**Do this**
Pictures stay out of your copy, but everything else in the records below must be repeated exactly.
================================
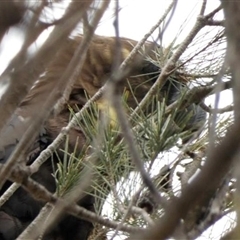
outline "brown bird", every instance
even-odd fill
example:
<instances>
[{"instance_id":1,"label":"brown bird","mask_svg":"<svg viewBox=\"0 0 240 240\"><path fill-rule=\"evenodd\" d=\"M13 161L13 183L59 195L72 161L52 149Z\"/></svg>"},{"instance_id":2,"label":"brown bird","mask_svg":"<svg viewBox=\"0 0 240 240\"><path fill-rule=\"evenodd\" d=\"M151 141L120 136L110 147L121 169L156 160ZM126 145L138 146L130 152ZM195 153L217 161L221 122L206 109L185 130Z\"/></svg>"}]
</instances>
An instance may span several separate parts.
<instances>
[{"instance_id":1,"label":"brown bird","mask_svg":"<svg viewBox=\"0 0 240 240\"><path fill-rule=\"evenodd\" d=\"M5 127L0 141L1 163L7 161L28 128L28 118L34 118L34 116L29 116L30 110L34 109L36 105L39 105L41 101L48 96L49 89L54 88L74 55L76 48L82 41L82 38L83 36L79 35L73 39L68 39ZM112 65L115 61L115 40L115 37L96 35L93 37L83 68L73 85L69 99L66 99L65 107L57 115L52 114L41 127L37 138L29 149L26 164L31 164L40 152L55 139L62 127L67 125L70 116L68 106L75 110L81 109L87 102L86 93L89 96L93 96L107 81L112 73ZM137 44L136 41L127 38L121 38L120 43L123 59L128 56ZM156 44L147 42L143 48L144 50L142 49L134 59L133 69L129 71L126 79L123 80L123 89L125 88L125 90L129 92L127 103L132 108L137 106L135 99L137 99L138 102L141 101L161 71L157 64L154 64L146 58L148 55L154 58L154 60L157 60L157 48L159 48L159 46ZM168 102L171 102L172 99L176 98L177 94L179 94L180 88L184 87L184 84L185 83L172 84L170 81L167 81L158 93L159 99L161 99L166 92L169 92ZM37 109L35 109L35 111L36 110ZM201 118L201 121L203 118ZM69 134L69 151L74 149L77 138L79 139L78 150L80 151L85 143L85 136L79 128L73 129ZM62 145L60 148L64 148L64 146ZM58 154L60 156L62 155L60 151L58 151ZM53 161L56 164L59 159L54 155ZM31 177L45 186L49 191L54 192L56 190L56 184L52 173L52 163L51 161L46 161L40 170ZM10 182L7 181L1 189L0 194L3 194L9 186ZM94 211L93 196L87 195L79 204L88 210ZM25 190L19 188L0 208L0 240L15 239L25 227L33 221L42 206L43 203L34 200ZM92 229L92 223L67 215L51 232L46 234L43 239L86 240Z\"/></svg>"}]
</instances>

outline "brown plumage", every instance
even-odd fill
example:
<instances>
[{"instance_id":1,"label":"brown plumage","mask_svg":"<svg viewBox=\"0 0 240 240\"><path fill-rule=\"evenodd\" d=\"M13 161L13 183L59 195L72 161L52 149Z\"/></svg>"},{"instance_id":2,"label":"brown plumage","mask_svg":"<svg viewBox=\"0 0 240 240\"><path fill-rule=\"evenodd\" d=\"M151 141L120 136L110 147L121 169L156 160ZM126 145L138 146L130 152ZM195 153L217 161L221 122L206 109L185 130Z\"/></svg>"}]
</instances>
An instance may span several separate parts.
<instances>
[{"instance_id":1,"label":"brown plumage","mask_svg":"<svg viewBox=\"0 0 240 240\"><path fill-rule=\"evenodd\" d=\"M49 90L54 88L58 79L62 76L81 40L81 35L74 39L69 39L65 46L59 50L54 60L46 69L46 72L31 89L15 116L12 118L8 126L6 126L4 132L5 137L2 137L3 140L0 141L1 163L7 161L7 158L28 127L28 122L23 121L22 118L26 119L29 117L28 115L31 112L31 109L35 108L36 111L36 106L39 106L39 104L47 98ZM126 58L137 42L127 38L121 38L120 42L123 58ZM156 49L157 47L158 46L156 44L152 45L148 42L145 44L143 49L145 49L151 57L156 58L153 49ZM81 109L87 101L84 91L86 91L89 96L93 96L98 89L103 86L112 72L115 52L114 37L93 37L82 71L74 83L69 99L66 99L65 108L58 115L51 115L45 122L44 126L42 126L37 139L32 144L31 149L29 149L27 164L33 162L39 153L55 139L61 128L67 125L70 115L67 106L70 105L75 108L75 105L77 105L77 107ZM154 65L146 59L144 50L137 54L133 62L134 68L129 72L128 78L123 80L124 87L129 91L129 98L127 102L132 108L137 105L134 97L140 101L152 86L160 72L159 66ZM138 76L136 77L136 75ZM127 80L129 80L135 96L132 95ZM179 92L176 84L172 85L169 81L167 81L163 89L169 90L172 94L171 97L173 97L173 95L175 96L176 92ZM63 91L64 89L60 89L59 96ZM162 97L162 93L163 92L161 91L161 93L158 94L159 98ZM77 138L79 138L78 150L81 150L85 142L85 136L81 129L73 129L69 136L69 150L71 151L71 149L74 149ZM63 147L64 146L62 145L61 148ZM57 163L58 158L55 157L54 161ZM32 176L32 178L43 184L49 191L54 192L56 186L52 177L52 172L52 165L50 161L47 161L42 165L39 172ZM7 182L0 193L2 194L9 185L10 183ZM93 203L94 198L92 196L86 196L86 198L79 204L89 210L94 210ZM36 217L42 206L42 203L35 201L22 188L20 188L9 199L9 201L0 208L0 239L15 239L18 234ZM1 218L1 216L3 217ZM7 224L5 219L7 222L11 222L10 228L4 227ZM92 228L93 226L91 223L68 216L64 218L58 226L56 226L52 232L43 239L86 240Z\"/></svg>"}]
</instances>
================================
**Full response**
outline "brown bird", every instance
even-odd fill
example:
<instances>
[{"instance_id":1,"label":"brown bird","mask_svg":"<svg viewBox=\"0 0 240 240\"><path fill-rule=\"evenodd\" d=\"M13 161L13 183L59 195L72 161L52 149Z\"/></svg>"},{"instance_id":2,"label":"brown bird","mask_svg":"<svg viewBox=\"0 0 240 240\"><path fill-rule=\"evenodd\" d=\"M151 141L120 136L110 147L121 169L156 160ZM126 145L138 146L130 152ZM195 153L217 161L221 122L206 109L185 130Z\"/></svg>"}]
</instances>
An instance may span several separate parts.
<instances>
[{"instance_id":1,"label":"brown bird","mask_svg":"<svg viewBox=\"0 0 240 240\"><path fill-rule=\"evenodd\" d=\"M5 127L0 141L1 163L7 161L28 128L28 118L34 118L34 116L29 116L30 110L34 109L36 105L39 105L41 101L48 96L49 89L54 88L74 55L76 48L82 41L82 38L83 36L79 35L73 39L68 39ZM112 65L115 61L115 40L115 37L96 35L93 37L83 68L73 85L69 99L66 99L65 107L57 115L52 114L41 127L37 138L29 149L26 164L31 164L40 152L55 139L62 127L67 125L70 116L68 106L75 110L81 109L87 102L86 93L89 96L93 96L107 81L112 73ZM137 44L136 41L127 38L121 38L120 43L123 59L128 56ZM156 44L147 42L143 48L144 50L142 49L134 59L133 69L129 71L126 79L123 80L123 89L125 88L125 90L129 92L127 103L132 108L137 106L135 99L137 99L138 102L141 101L161 71L157 64L154 64L146 58L148 55L154 58L154 60L157 60L157 48L159 48L159 46ZM168 102L171 102L172 99L176 98L177 94L179 94L180 88L184 87L184 84L185 83L172 84L170 81L167 81L158 93L159 99L161 99L166 92L169 92ZM37 109L35 109L35 111L36 110ZM201 118L201 121L203 118ZM69 134L69 151L74 149L77 138L79 139L78 150L80 151L85 143L85 136L79 128L73 129ZM62 145L60 148L64 148L64 146ZM58 154L60 156L62 155L60 151L58 151ZM53 161L56 164L59 159L54 155ZM31 177L45 186L49 191L54 192L56 190L56 184L52 173L52 163L51 161L46 161L40 170ZM10 182L7 181L1 189L0 194L3 194L9 186ZM94 211L93 196L87 195L79 204L88 210ZM25 190L19 188L0 208L0 240L15 239L25 227L33 221L42 206L43 203L34 200ZM92 229L92 223L67 215L51 232L46 234L43 239L86 240Z\"/></svg>"}]
</instances>

outline "brown plumage", every instance
even-odd fill
example:
<instances>
[{"instance_id":1,"label":"brown plumage","mask_svg":"<svg viewBox=\"0 0 240 240\"><path fill-rule=\"evenodd\" d=\"M13 161L13 183L59 195L72 161L52 149Z\"/></svg>"},{"instance_id":2,"label":"brown plumage","mask_svg":"<svg viewBox=\"0 0 240 240\"><path fill-rule=\"evenodd\" d=\"M151 141L120 136L110 147L121 169L156 160ZM126 145L138 146L130 152ZM195 153L217 161L221 122L206 109L185 130Z\"/></svg>"}]
</instances>
An instance may span several separate parts.
<instances>
[{"instance_id":1,"label":"brown plumage","mask_svg":"<svg viewBox=\"0 0 240 240\"><path fill-rule=\"evenodd\" d=\"M49 90L54 88L58 79L62 76L81 40L81 35L74 39L69 39L65 46L59 50L54 60L46 69L46 72L31 89L15 116L12 118L8 126L6 126L4 132L5 137L2 137L3 140L0 141L1 163L7 161L7 158L28 127L28 122L23 121L22 118L26 119L29 117L28 115L31 112L31 109L35 108L36 111L36 106L39 106L39 104L47 98ZM126 58L137 42L127 38L121 38L120 42L123 58ZM156 49L157 47L158 46L156 44L152 45L148 42L145 44L143 49L145 49L151 57L156 58L153 49ZM81 109L87 101L84 91L86 91L89 96L93 96L98 89L103 86L112 72L115 52L114 37L93 37L82 71L74 83L69 99L66 99L65 108L58 115L51 115L45 122L44 126L42 126L37 139L32 144L31 149L29 149L27 164L33 162L39 153L55 139L61 128L67 125L70 115L67 106L70 105L75 108L75 105L77 105L77 107ZM154 65L146 59L144 50L137 54L133 62L134 68L129 72L128 78L123 80L124 87L129 91L129 98L127 102L132 108L137 105L134 97L140 101L152 86L160 72L159 66ZM138 76L136 77L136 75ZM127 80L129 80L135 96L132 95ZM179 92L176 84L172 85L169 81L167 81L163 89L169 90L172 94L171 97L173 97L173 95L175 96L176 92ZM63 91L64 89L60 89L59 96ZM162 97L162 93L163 92L161 91L161 93L158 94L159 98ZM77 138L79 138L78 150L81 150L85 142L85 136L81 129L73 129L69 136L69 150L71 151L71 149L74 149ZM63 147L64 146L62 145L61 148ZM57 163L58 158L55 157L54 161ZM32 176L32 178L43 184L49 191L54 192L56 186L52 177L52 172L52 165L50 161L47 161L42 165L39 172ZM7 182L0 193L2 194L9 185L10 183ZM93 203L94 198L92 196L86 196L86 198L79 204L89 210L94 210ZM36 217L42 206L42 203L35 201L22 188L20 188L9 199L9 201L0 208L0 239L15 239L18 234ZM1 218L1 216L3 217ZM7 224L5 219L7 222L11 222L10 228L4 227ZM92 228L93 226L91 223L68 216L64 218L58 226L56 226L52 232L43 239L86 240Z\"/></svg>"}]
</instances>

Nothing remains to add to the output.